>> begin DATASET EXCERPTS

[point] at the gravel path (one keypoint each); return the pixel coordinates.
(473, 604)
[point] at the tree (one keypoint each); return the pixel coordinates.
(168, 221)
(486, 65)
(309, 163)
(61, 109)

>> end DATASET EXCERPTS

Output only the lines from the one holding "[point] at the tree" through the last line above, exactly as they appear.

**CORRECT OUTPUT**:
[point] at the tree (one keypoint each); return the pixel coordinates.
(168, 221)
(486, 65)
(309, 163)
(61, 109)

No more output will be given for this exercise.